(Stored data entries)
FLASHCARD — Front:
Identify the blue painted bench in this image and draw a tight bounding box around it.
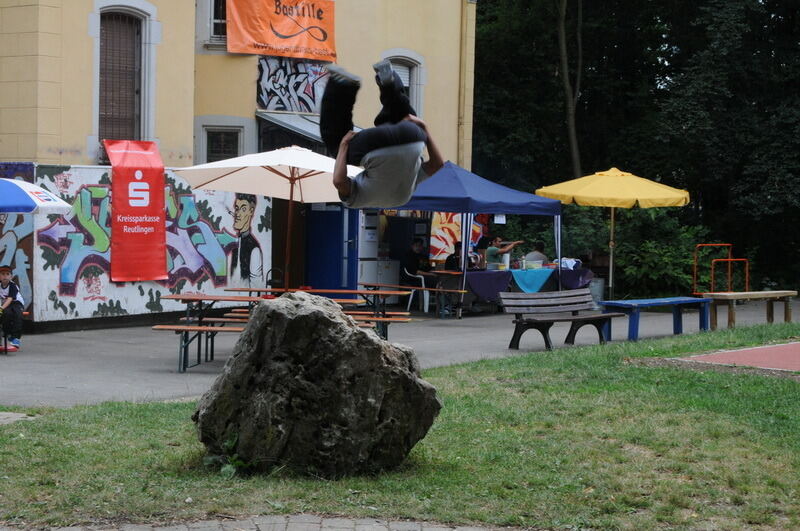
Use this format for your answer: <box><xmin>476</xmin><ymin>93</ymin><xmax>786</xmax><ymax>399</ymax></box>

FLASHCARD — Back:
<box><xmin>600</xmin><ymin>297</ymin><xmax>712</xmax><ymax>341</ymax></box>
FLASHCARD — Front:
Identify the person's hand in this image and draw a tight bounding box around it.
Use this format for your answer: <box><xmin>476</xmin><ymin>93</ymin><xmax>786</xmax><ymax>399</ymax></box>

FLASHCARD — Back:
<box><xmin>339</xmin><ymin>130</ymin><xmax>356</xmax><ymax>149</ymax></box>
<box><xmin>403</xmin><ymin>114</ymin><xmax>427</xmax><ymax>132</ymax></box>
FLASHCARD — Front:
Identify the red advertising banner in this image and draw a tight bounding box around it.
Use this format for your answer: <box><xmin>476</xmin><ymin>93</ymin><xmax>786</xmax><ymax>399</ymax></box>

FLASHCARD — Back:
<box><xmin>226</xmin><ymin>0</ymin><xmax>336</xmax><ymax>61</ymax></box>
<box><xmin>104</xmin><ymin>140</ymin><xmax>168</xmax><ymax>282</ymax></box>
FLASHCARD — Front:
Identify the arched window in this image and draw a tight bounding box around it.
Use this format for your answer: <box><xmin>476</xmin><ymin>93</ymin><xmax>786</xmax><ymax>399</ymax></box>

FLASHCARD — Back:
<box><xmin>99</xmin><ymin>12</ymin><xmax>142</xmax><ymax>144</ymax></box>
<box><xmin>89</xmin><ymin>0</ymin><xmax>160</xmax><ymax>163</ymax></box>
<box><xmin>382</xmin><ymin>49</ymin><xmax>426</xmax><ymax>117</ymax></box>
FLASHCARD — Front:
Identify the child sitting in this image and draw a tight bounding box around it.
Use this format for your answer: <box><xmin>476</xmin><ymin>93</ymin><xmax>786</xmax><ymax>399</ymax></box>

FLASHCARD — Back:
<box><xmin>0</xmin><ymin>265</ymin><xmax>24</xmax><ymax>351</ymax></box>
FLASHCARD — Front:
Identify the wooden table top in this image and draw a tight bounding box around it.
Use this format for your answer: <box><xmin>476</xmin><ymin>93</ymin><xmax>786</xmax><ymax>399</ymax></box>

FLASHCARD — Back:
---
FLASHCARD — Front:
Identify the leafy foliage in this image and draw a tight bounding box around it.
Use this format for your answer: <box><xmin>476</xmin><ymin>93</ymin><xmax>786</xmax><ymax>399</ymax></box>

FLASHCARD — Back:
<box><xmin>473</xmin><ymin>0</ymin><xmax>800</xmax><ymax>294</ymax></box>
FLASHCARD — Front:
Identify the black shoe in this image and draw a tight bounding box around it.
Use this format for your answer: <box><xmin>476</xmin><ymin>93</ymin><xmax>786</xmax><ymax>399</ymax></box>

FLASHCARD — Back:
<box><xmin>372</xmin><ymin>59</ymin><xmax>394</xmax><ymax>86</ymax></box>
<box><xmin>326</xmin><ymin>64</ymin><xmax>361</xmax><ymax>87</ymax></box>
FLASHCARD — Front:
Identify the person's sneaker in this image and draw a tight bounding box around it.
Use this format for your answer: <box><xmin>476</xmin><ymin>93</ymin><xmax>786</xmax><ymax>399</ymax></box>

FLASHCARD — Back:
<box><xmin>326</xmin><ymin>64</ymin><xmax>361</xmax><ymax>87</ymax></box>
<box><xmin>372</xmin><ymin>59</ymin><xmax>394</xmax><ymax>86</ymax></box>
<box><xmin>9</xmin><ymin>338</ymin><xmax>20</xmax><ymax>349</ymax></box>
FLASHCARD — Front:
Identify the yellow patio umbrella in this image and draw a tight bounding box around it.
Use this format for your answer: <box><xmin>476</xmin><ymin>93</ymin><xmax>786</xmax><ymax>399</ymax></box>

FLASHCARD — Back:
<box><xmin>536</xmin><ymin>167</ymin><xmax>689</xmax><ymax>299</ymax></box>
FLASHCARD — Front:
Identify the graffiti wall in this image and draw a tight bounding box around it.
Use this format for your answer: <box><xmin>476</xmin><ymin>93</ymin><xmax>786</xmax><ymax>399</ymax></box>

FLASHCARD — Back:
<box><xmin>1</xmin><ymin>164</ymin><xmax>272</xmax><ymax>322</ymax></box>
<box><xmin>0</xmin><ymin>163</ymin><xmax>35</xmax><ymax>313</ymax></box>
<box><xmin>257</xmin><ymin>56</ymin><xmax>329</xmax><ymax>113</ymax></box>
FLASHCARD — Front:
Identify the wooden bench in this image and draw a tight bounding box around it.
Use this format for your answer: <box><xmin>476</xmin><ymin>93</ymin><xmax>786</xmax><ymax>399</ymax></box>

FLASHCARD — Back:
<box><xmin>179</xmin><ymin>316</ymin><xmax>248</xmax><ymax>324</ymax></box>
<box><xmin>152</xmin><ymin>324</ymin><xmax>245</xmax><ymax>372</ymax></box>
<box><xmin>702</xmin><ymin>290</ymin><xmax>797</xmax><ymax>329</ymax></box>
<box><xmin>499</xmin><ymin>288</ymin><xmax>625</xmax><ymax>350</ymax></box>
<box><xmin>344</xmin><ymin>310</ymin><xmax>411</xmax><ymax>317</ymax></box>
---
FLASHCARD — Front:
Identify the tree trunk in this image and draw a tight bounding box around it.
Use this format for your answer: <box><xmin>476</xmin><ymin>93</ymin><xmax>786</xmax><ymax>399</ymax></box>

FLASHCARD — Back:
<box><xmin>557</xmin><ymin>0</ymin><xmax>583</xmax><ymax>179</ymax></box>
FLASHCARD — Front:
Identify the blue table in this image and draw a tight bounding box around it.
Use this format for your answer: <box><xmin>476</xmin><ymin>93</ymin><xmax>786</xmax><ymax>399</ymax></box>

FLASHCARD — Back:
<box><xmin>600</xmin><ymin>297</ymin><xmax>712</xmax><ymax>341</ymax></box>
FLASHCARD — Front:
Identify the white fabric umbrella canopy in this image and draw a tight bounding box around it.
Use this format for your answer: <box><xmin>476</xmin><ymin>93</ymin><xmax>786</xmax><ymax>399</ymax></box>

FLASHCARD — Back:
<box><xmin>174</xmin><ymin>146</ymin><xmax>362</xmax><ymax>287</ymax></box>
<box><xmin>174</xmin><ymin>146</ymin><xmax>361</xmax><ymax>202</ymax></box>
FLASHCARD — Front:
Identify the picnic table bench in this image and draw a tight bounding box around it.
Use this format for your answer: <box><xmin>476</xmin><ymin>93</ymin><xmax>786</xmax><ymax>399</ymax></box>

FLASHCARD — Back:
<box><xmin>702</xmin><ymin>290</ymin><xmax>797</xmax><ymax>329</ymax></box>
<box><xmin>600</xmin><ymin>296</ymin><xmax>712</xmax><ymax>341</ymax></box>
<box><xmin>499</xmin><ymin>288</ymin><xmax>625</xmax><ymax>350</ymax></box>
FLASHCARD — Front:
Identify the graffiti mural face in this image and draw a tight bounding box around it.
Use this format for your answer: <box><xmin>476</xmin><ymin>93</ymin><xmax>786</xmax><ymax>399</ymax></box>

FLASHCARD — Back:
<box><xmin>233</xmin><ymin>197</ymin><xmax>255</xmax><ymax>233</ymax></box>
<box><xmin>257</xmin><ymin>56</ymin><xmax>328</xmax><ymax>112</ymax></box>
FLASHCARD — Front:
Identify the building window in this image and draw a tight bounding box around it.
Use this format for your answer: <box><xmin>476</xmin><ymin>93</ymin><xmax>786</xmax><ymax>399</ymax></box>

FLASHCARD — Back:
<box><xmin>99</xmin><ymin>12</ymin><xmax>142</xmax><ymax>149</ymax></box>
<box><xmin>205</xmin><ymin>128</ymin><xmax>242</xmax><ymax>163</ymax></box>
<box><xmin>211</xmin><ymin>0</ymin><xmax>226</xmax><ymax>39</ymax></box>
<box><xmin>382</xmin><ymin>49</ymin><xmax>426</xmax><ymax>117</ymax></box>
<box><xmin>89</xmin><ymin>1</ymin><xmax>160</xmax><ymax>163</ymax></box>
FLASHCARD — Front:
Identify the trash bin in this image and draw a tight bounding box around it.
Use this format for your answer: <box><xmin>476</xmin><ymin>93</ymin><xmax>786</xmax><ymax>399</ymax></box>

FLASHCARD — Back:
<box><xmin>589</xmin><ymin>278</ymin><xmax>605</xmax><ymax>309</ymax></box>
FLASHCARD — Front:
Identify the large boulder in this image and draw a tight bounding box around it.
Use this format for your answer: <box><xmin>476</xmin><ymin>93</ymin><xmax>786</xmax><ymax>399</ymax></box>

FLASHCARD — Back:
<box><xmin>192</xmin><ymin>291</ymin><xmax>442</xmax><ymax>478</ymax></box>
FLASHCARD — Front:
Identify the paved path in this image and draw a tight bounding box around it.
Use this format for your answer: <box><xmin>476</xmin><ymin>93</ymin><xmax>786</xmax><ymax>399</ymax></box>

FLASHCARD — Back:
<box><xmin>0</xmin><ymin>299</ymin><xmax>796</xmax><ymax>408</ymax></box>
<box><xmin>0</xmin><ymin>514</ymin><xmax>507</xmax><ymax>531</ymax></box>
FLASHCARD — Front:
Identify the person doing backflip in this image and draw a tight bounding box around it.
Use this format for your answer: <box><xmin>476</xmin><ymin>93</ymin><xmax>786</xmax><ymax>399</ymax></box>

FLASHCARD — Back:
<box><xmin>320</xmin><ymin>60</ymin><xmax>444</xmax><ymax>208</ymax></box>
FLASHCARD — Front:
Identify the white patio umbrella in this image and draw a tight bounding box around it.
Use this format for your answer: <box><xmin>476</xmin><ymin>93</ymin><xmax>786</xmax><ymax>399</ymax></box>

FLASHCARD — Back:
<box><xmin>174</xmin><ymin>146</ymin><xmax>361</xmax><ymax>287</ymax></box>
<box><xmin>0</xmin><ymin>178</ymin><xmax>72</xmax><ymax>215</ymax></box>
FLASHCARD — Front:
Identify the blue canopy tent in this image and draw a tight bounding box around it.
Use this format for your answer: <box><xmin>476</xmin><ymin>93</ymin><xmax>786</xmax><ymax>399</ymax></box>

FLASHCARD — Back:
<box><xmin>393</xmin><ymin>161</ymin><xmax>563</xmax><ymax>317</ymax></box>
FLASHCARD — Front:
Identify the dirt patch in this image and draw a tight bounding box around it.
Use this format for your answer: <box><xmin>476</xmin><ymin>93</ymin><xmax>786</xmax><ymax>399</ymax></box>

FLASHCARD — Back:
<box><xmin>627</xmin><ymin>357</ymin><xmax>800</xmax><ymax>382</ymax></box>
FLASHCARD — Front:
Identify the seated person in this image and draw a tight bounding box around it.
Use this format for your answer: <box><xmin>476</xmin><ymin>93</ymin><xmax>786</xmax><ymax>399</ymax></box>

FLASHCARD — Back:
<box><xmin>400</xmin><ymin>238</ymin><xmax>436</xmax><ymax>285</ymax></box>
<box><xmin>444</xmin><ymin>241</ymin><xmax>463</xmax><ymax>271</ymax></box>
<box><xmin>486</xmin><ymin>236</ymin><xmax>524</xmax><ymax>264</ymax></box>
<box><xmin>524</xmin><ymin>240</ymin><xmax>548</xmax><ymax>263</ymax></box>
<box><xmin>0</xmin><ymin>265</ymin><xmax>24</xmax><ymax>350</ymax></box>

▶ [What the exercise asks] Return, from the data, each line that has the word "white" in it.

▶ [Answer for this exercise]
Identify the white fabric umbrella canopy in this image and draw a tight bounding box around it.
Identify the white patio umbrella in this image and draw a tight bounding box around it.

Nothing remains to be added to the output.